— Begin Reading text —

But the Gambia Charter is even more remarkable in its features, than in the timeline of its evolution. Many of its features are, or were novel and even revolutionary. Novel and revolutionary in its concept of duties of the individual as accompanying individuals rights; in its coverage of both individual and collective Peoples rights; in its combination in one instrument as one and indivisible both civil and political rights as well as economic, social and culture rights; in its creation of a single system of promotion, protection and enforcement of both sets of rights; in its elaboration of a new generation of rights such as the right to peace, the right to a healthy and satisfactory environment, the right to development. A truly remarkable instrument, to this day.

The critical question of course is has the Banjul Charter made a difference to the lives of Africans?

I have no hesitation to say that in the thirty five years of its life it has indeed made a difference. The human rights and governance situation in Africa, despite current challenges, is a cry from the situation that obtained prior to the Banjul Charter and has indeed improved progressively.

The Charter has provided a mechanism through the commission for complaints on human rights and governance condition in Africa. And the mechanism has been working effectively, thanks to the indefatigable efforts of the commissioners and the individual citizens and civil society as attested to by the numerous cases dealt with by the Commission, its declarations as well as several other instruments adopted by African regional and sub regional bodies.

But the struggle for good governance and the protection of human rights is a continuous one. Some old challenges have been disposed of, others remain; new ones have arisen. We must be ready for that continuous struggle.

— End Reading text —
— Begin Material shown —

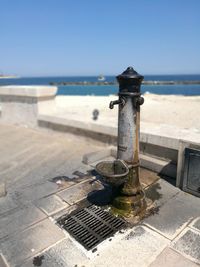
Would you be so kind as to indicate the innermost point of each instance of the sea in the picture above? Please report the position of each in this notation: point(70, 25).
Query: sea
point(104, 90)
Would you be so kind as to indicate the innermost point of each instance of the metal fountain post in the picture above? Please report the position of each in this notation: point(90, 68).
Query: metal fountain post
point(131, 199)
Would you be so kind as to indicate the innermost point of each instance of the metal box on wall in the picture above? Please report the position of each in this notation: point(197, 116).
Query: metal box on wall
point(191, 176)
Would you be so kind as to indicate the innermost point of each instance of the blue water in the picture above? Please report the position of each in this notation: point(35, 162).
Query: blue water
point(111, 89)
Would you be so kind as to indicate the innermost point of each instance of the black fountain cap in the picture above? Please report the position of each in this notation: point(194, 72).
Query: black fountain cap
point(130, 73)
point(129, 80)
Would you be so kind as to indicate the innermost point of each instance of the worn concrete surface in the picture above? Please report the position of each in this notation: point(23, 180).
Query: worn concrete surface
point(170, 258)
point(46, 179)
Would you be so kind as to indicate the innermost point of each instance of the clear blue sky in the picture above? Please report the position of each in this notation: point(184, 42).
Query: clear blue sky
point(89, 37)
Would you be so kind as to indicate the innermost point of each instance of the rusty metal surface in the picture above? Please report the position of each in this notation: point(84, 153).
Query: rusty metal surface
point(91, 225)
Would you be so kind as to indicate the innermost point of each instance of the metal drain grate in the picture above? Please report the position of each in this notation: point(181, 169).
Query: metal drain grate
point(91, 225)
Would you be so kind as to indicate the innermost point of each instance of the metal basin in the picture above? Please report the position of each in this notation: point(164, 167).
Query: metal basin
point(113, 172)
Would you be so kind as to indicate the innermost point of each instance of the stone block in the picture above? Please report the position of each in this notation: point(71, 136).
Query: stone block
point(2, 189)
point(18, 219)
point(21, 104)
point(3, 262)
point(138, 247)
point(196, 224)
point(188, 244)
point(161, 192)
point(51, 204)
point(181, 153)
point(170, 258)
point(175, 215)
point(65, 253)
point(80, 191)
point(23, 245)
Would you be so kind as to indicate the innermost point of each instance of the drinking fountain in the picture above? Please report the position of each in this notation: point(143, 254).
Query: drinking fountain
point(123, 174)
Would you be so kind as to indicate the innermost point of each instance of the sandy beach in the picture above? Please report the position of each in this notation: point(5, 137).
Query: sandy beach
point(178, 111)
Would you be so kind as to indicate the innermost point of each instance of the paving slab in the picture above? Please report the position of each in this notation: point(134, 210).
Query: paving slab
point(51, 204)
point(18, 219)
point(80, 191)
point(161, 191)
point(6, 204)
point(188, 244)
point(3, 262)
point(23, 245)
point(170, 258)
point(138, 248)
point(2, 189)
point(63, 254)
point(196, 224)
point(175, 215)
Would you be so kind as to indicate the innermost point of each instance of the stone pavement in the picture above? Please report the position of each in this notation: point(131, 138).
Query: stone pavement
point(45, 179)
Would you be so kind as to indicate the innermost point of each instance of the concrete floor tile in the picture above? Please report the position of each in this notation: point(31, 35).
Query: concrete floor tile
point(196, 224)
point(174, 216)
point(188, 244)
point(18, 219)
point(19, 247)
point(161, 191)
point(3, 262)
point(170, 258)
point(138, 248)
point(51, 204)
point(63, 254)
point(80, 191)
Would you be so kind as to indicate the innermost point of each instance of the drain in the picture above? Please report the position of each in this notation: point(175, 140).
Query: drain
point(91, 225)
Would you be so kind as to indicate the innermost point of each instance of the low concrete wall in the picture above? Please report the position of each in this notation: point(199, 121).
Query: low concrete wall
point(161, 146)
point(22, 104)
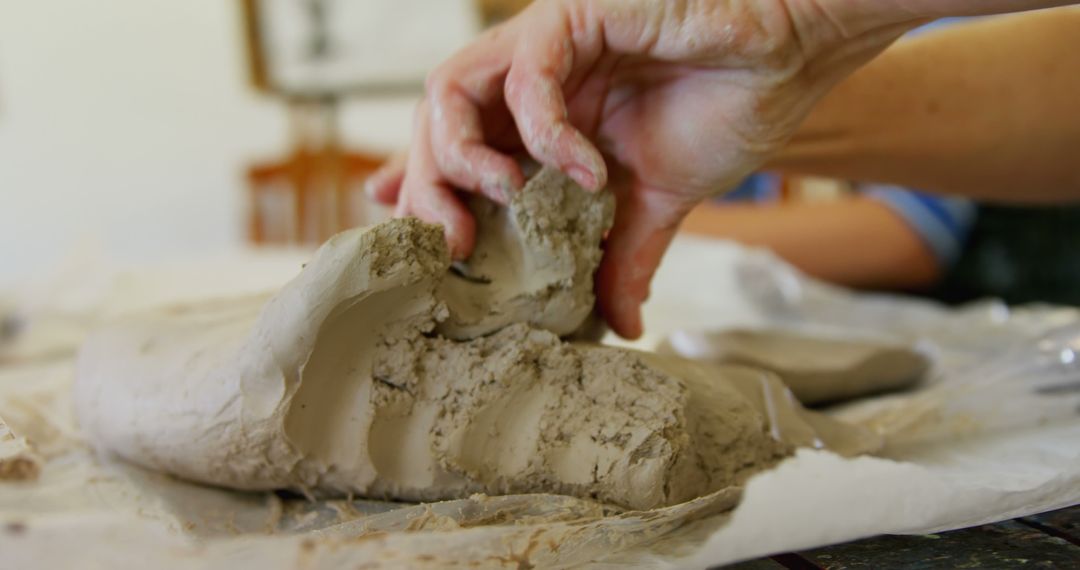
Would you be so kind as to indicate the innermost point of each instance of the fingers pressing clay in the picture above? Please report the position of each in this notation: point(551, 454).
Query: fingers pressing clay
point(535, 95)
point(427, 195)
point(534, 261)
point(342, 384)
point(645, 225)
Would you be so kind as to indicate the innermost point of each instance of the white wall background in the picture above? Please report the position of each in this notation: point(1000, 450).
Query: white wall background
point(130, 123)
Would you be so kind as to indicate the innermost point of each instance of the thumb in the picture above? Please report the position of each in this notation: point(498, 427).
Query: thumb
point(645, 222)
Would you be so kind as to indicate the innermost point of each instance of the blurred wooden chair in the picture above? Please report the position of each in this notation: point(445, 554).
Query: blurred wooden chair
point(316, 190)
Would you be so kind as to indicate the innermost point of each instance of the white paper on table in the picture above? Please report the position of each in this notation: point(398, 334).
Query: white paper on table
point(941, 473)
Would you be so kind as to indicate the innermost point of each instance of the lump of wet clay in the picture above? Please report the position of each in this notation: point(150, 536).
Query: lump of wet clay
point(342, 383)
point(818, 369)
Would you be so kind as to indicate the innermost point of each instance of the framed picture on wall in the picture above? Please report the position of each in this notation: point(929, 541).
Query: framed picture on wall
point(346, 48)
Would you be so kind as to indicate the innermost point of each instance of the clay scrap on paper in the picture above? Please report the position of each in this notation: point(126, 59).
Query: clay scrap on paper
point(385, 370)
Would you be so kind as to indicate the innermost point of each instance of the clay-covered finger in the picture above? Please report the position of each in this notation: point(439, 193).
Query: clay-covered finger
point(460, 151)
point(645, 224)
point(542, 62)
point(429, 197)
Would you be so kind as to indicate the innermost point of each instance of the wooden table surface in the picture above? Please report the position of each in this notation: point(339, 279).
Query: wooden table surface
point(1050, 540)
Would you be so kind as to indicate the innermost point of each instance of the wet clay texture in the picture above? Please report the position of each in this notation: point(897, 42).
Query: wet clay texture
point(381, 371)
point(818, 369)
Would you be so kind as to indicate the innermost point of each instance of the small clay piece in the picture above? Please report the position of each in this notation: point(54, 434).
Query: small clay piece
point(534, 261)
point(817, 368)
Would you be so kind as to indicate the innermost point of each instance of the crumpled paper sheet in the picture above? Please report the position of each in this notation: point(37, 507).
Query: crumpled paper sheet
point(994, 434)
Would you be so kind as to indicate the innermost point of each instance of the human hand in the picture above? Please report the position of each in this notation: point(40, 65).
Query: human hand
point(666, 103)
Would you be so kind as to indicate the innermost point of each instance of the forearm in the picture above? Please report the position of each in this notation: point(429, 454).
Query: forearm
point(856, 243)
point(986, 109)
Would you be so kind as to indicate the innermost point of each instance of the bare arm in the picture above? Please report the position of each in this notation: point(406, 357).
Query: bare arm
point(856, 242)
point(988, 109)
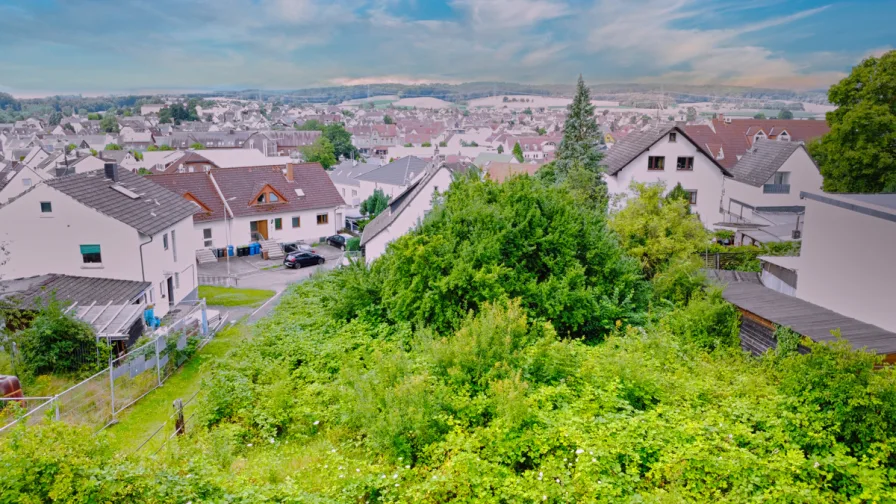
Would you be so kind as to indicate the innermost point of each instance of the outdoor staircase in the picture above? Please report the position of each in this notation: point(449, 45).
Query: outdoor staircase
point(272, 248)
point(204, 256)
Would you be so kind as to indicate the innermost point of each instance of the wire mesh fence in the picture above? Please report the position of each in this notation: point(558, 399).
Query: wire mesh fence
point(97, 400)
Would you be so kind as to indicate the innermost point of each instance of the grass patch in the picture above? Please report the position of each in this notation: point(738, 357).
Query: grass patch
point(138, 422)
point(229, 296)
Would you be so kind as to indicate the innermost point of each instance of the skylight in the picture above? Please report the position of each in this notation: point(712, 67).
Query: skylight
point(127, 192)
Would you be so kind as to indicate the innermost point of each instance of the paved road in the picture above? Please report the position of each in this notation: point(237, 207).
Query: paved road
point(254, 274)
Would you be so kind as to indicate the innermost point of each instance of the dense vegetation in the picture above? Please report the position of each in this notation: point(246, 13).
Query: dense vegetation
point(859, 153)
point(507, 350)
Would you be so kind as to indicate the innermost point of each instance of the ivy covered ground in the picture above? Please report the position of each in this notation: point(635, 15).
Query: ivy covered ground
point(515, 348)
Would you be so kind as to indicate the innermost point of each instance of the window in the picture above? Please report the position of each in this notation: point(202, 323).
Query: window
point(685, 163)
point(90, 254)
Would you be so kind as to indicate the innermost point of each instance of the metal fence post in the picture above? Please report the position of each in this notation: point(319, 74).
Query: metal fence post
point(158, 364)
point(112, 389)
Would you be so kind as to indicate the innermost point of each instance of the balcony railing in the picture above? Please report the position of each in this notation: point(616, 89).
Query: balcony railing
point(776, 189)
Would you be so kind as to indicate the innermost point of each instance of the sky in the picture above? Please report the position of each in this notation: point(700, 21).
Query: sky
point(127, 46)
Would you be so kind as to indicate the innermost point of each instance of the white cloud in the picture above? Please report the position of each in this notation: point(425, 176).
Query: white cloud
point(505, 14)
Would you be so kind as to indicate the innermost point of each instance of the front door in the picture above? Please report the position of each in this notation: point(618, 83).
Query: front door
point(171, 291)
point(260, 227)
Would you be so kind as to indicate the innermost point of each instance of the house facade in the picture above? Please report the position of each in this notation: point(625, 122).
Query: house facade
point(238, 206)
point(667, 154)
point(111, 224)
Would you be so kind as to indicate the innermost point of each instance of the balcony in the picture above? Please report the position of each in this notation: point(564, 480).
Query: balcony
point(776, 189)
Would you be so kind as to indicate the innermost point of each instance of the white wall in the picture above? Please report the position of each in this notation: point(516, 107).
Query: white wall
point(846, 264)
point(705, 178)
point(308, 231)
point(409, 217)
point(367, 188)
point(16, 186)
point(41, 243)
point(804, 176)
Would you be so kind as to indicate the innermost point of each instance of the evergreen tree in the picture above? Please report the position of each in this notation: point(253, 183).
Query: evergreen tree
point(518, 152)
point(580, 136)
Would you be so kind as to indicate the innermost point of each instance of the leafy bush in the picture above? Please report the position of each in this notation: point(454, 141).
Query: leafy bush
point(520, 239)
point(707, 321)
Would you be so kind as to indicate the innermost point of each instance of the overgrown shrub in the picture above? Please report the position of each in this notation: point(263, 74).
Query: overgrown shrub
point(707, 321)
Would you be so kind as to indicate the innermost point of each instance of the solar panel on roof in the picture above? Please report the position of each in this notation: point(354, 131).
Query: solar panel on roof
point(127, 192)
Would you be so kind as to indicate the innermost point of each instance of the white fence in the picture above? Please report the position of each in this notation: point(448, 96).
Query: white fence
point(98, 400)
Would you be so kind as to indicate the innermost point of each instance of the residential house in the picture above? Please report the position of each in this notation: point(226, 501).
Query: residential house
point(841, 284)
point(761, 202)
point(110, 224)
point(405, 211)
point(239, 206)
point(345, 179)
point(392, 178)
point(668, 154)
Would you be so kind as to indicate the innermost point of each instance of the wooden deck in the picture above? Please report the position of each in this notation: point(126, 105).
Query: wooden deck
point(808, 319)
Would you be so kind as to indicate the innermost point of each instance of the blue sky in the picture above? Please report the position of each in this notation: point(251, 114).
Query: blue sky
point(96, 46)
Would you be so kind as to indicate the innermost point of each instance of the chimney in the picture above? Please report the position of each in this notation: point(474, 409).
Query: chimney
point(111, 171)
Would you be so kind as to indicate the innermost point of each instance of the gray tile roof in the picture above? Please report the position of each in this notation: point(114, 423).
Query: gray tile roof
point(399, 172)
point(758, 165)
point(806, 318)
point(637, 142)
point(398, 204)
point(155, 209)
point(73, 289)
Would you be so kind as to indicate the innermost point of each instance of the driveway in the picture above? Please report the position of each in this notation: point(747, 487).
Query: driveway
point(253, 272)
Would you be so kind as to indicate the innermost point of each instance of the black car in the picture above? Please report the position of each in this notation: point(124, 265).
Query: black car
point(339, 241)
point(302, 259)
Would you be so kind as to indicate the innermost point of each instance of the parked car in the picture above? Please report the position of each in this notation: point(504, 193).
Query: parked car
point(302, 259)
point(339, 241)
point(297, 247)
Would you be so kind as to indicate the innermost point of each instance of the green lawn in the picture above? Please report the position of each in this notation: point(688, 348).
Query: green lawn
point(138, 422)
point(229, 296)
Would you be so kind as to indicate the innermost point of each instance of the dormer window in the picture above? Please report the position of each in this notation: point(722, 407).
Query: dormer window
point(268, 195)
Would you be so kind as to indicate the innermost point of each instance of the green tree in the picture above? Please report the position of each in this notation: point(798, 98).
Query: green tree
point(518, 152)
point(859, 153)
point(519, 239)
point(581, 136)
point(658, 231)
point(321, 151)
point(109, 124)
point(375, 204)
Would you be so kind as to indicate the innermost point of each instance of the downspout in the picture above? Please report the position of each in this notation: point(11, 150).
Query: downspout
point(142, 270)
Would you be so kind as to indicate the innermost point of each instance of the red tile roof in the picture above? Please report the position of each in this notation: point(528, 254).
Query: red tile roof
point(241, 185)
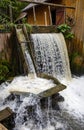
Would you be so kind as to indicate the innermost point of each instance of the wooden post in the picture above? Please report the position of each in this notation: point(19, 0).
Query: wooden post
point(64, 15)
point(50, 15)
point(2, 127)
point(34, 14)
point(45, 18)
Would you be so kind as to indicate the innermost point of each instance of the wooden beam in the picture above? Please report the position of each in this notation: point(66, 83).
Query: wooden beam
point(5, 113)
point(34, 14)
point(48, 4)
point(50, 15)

— End Material shown —

Instructions:
**A)** In the passage on the Banjul Charter, for how many years is the Charter said to have been in existence?
**B)** Please retype the entries from the line that contains "notation: point(474, 409)." through the line that contains "point(111, 171)", including both of those lines.

Solved problems:
**A)** Thirty five years.

**B)**
Would you be so kind as to indicate the innermost point of each instance of the chimney in the picture above? Please report the position of each in this notation: point(474, 409).
Query: chimney
point(111, 171)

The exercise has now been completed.